### Exercise goal
Could you retype, exactly as written, every line from the top of the records through the line that contains "Trace the outline of every instance of the military"?

(Records contained in a dataset)
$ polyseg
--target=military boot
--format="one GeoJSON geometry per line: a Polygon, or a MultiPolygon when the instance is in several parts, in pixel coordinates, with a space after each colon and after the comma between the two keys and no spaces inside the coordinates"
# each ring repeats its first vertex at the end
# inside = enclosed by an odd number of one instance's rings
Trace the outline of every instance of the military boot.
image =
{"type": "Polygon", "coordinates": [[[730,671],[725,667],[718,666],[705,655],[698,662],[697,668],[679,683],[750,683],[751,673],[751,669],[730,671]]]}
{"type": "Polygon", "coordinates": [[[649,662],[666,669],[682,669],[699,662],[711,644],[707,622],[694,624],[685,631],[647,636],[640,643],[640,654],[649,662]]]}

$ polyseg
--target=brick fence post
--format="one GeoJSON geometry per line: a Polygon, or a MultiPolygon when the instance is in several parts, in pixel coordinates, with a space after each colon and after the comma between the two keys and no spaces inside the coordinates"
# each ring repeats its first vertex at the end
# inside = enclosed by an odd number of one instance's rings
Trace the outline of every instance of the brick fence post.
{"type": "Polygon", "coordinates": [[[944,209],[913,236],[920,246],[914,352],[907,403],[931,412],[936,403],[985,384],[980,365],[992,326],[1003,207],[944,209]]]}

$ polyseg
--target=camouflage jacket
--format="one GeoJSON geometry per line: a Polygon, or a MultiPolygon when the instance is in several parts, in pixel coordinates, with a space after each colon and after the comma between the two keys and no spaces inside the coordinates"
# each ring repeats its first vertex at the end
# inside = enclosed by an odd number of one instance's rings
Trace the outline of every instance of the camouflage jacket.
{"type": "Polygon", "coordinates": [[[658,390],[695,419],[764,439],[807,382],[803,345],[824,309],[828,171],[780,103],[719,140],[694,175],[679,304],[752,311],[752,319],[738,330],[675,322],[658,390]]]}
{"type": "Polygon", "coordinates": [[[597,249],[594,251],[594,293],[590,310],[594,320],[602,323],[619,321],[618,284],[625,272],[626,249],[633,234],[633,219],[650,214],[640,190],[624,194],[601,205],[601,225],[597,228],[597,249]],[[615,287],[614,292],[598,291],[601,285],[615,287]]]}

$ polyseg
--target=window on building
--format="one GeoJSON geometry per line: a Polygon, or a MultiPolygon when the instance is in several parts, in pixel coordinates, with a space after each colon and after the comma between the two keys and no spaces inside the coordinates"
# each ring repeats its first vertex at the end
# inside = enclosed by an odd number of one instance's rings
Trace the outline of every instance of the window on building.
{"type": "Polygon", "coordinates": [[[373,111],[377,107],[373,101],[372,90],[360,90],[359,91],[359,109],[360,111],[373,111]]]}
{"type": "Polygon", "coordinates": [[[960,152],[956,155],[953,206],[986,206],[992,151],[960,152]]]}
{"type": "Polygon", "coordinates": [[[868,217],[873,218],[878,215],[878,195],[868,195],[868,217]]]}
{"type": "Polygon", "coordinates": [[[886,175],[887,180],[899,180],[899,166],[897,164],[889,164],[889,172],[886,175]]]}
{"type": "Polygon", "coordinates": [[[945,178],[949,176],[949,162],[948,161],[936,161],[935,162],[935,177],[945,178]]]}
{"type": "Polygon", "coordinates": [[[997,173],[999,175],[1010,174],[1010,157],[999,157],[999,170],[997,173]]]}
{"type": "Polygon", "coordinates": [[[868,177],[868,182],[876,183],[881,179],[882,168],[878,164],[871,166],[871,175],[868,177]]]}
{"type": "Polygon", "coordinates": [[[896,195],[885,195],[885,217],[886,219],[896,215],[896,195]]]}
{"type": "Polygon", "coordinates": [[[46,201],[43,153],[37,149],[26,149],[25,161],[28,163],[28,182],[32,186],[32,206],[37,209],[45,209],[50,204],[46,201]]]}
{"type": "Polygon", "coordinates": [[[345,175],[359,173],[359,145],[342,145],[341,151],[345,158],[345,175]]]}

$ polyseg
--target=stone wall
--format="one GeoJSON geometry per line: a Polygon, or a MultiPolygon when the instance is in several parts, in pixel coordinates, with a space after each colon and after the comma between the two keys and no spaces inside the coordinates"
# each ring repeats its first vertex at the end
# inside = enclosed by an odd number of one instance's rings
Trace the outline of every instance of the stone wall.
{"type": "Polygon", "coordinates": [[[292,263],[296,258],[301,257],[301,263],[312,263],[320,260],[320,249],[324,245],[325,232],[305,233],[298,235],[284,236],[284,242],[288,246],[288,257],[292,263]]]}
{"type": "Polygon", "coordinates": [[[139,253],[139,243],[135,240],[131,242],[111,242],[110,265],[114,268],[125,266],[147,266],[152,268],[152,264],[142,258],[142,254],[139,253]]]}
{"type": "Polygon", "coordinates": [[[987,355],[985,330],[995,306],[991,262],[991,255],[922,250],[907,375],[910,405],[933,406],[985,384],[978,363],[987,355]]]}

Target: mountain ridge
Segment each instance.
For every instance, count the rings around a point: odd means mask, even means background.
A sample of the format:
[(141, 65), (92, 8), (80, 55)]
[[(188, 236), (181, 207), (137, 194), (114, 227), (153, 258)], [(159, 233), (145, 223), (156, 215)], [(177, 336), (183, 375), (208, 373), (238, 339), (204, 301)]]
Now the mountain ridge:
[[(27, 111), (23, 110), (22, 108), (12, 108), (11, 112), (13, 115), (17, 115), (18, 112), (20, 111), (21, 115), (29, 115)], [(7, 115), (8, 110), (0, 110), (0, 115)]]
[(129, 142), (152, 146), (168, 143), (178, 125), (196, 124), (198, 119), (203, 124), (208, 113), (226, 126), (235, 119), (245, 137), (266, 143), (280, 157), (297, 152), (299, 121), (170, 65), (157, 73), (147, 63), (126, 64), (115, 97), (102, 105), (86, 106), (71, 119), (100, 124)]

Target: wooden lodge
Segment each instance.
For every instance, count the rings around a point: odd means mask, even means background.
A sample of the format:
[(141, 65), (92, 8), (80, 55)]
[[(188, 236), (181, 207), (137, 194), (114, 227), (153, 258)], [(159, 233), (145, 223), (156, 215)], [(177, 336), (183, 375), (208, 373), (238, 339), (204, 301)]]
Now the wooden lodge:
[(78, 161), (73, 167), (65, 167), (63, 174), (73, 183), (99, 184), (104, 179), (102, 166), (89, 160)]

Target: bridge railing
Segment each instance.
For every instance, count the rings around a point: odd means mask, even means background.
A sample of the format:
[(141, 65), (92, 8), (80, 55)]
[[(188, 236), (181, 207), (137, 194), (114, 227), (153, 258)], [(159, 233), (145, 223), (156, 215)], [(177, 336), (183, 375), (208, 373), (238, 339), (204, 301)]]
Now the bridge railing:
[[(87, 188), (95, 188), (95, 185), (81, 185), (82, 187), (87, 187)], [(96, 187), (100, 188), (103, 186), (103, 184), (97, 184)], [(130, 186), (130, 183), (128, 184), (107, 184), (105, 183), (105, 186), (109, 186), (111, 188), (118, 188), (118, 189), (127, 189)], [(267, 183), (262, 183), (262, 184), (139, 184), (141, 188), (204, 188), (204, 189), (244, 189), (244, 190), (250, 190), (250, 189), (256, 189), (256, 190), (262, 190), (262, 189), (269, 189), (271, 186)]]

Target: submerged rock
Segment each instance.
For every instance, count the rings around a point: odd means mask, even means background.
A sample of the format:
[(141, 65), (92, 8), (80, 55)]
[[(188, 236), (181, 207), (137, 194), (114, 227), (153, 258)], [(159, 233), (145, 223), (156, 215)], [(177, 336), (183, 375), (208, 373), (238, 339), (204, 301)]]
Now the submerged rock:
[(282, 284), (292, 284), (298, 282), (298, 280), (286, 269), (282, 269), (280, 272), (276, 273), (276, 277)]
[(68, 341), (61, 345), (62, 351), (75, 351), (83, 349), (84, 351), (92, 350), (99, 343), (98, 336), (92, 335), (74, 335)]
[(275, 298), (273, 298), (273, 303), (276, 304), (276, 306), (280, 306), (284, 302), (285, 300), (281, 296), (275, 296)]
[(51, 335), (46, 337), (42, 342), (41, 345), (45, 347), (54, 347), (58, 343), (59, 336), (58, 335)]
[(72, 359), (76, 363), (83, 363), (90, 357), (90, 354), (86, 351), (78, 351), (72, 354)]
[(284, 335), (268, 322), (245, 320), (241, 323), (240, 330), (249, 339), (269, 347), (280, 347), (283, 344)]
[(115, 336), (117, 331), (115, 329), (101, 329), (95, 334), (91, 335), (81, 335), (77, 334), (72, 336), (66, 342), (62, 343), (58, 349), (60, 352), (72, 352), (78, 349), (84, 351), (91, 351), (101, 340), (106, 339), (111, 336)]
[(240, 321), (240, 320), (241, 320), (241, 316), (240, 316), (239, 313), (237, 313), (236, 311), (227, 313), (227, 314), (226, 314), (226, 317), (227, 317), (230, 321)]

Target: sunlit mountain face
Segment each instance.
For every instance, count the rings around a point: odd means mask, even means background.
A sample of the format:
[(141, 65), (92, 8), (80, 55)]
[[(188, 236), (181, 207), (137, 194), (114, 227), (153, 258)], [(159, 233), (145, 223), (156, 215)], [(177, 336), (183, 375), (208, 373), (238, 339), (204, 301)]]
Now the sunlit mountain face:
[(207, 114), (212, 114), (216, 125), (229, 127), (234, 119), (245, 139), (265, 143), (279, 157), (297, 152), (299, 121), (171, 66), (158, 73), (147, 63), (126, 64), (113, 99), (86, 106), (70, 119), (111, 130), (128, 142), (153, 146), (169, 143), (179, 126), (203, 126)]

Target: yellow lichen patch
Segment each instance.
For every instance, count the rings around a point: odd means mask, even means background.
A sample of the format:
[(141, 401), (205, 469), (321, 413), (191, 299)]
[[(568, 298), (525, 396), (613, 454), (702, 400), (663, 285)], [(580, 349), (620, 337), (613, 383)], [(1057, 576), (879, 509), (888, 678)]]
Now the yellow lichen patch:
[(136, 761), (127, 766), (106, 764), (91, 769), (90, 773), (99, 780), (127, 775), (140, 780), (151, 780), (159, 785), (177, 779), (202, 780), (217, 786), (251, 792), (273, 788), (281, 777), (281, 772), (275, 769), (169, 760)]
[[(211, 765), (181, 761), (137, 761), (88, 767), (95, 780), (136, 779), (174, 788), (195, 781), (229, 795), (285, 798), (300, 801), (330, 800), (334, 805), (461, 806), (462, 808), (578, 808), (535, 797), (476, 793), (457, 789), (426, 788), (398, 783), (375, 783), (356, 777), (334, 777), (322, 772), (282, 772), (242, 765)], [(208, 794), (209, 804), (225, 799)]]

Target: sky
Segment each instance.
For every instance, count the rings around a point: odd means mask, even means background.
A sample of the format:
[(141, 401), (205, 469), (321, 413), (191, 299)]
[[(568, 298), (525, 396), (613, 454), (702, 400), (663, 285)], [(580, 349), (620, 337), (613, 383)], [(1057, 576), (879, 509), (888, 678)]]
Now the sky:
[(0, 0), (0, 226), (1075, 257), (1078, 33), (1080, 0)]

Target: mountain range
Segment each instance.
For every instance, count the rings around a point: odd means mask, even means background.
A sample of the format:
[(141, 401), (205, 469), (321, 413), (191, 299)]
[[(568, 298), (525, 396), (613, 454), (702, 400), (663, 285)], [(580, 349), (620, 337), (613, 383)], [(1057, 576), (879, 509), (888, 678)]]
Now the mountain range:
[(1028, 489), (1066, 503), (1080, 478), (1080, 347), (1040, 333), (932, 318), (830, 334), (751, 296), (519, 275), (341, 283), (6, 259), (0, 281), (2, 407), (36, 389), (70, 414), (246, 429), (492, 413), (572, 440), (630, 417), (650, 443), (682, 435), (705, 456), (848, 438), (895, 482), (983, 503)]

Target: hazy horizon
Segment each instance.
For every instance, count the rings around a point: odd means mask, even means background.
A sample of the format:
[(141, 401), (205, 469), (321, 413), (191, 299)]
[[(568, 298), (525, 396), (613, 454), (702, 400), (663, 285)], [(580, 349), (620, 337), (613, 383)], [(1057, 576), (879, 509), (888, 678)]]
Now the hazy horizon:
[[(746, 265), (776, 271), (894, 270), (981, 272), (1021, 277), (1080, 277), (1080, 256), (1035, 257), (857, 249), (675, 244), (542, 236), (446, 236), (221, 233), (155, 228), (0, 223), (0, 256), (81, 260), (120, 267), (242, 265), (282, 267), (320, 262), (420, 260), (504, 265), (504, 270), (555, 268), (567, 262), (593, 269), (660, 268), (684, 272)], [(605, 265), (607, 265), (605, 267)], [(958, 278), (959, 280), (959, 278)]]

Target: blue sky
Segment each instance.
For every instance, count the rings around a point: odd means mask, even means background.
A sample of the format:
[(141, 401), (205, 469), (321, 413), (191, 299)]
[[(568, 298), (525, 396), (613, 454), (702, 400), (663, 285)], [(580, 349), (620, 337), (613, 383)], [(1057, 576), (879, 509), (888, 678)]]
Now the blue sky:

### Reply to the task
$ polyseg
--target=military boot
--format="one GeoJSON geometry per line: a Polygon, or a MultiPolygon when the instance is in several parts, in pixel coordinates, with a space after each colon and after the comma between the two keys and no spaces inside the coordinates"
# each ring repeats its first vertex at the end
# inside = enclosed by an odd number of one instance's rings
Trace the outline of every instance of the military boot.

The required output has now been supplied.